**EXERCISE BRIEF:** Using the entries below, copy out all lines where "pillow" is found.
(SUPPLIED INFORMATION)
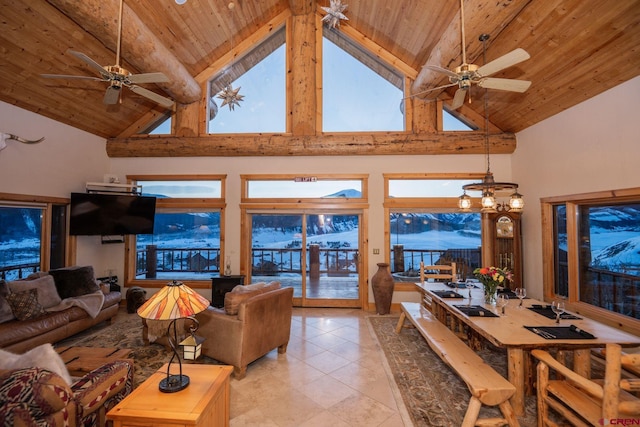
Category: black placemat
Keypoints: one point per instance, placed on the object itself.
(447, 294)
(458, 285)
(509, 293)
(561, 332)
(475, 311)
(546, 311)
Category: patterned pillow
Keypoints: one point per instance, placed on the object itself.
(6, 313)
(36, 391)
(74, 281)
(47, 292)
(25, 304)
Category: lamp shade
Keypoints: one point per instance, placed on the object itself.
(174, 301)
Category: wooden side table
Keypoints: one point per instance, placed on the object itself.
(205, 402)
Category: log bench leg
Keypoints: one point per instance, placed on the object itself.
(473, 410)
(400, 322)
(515, 366)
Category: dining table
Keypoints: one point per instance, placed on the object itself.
(520, 329)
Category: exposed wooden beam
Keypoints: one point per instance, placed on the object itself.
(140, 47)
(323, 145)
(301, 7)
(481, 16)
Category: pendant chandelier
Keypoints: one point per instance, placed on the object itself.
(489, 187)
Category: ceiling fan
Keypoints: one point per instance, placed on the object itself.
(465, 75)
(118, 77)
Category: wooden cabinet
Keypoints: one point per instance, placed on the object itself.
(504, 244)
(204, 403)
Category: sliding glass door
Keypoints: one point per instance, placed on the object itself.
(315, 253)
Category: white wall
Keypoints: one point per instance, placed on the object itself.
(590, 147)
(60, 164)
(374, 166)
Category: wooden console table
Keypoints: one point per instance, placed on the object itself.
(205, 402)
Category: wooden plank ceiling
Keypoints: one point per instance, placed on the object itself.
(578, 49)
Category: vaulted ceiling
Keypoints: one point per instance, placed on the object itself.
(578, 48)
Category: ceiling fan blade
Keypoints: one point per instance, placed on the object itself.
(65, 76)
(148, 78)
(505, 84)
(443, 71)
(93, 64)
(430, 90)
(165, 102)
(458, 99)
(112, 96)
(512, 58)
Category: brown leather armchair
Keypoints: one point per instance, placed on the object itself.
(262, 323)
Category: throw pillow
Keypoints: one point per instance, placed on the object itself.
(25, 304)
(74, 281)
(6, 313)
(47, 292)
(43, 356)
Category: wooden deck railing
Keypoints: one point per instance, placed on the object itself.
(16, 272)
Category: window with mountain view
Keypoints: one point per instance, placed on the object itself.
(609, 257)
(359, 91)
(23, 248)
(259, 76)
(425, 226)
(596, 254)
(186, 239)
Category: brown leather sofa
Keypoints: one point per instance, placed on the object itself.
(19, 336)
(256, 319)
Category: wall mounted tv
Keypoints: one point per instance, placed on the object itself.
(99, 214)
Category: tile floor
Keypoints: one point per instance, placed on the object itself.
(333, 374)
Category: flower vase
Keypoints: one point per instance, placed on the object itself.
(382, 285)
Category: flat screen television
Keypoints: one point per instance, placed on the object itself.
(94, 214)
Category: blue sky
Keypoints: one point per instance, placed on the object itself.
(354, 98)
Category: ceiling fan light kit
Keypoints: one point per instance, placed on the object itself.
(488, 186)
(466, 75)
(117, 77)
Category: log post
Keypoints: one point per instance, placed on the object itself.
(152, 264)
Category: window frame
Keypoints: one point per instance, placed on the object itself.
(47, 205)
(420, 204)
(179, 204)
(573, 204)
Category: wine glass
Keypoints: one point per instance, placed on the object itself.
(521, 293)
(502, 301)
(557, 306)
(469, 285)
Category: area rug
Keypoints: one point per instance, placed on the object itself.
(126, 332)
(433, 394)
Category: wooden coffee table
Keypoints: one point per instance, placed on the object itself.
(80, 360)
(204, 403)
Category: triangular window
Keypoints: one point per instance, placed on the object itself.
(359, 91)
(260, 76)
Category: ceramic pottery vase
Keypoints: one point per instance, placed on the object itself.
(382, 284)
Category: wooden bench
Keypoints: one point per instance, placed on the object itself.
(486, 385)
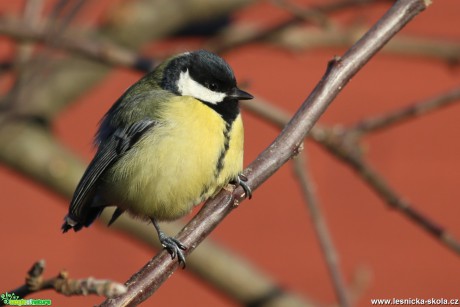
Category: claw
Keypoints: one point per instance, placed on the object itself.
(174, 248)
(172, 245)
(241, 181)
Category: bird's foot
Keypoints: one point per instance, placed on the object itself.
(241, 180)
(174, 248)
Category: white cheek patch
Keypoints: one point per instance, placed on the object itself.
(189, 87)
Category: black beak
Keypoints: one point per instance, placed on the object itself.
(239, 94)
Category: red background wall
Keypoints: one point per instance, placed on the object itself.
(419, 158)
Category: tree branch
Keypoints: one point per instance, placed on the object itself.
(322, 231)
(63, 284)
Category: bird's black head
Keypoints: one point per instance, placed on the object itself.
(206, 77)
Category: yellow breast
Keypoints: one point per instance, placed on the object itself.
(174, 167)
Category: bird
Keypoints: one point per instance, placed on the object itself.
(171, 141)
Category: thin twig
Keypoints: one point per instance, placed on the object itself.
(343, 144)
(398, 116)
(64, 285)
(381, 187)
(322, 231)
(144, 283)
(227, 41)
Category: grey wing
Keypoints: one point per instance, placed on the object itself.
(81, 211)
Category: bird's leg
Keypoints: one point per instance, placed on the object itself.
(173, 246)
(241, 181)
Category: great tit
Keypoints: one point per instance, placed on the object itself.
(170, 142)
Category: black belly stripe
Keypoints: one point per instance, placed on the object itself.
(220, 162)
(228, 110)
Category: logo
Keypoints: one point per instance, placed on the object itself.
(11, 299)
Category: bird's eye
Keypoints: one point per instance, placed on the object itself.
(212, 86)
(End SUPPLIED INFORMATION)
**ANSWER BOX:**
Category: patterned pillow
Category: throw pillow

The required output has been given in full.